(Stored dataset items)
<<<<
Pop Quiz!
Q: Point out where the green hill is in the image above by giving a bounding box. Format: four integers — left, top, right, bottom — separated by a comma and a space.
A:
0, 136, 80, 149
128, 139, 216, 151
>>>>
- **WHAT THE EXERCISE ASKS**
Each line of the records above should be copied exactly.

- **FINAL ANSWER**
Pop Quiz!
Q: Point out where the green hill is in the image above by giving a bounding box. Format: four integers — left, top, right, bottom — separated by a comma and a space.
A:
0, 136, 80, 149
128, 139, 216, 151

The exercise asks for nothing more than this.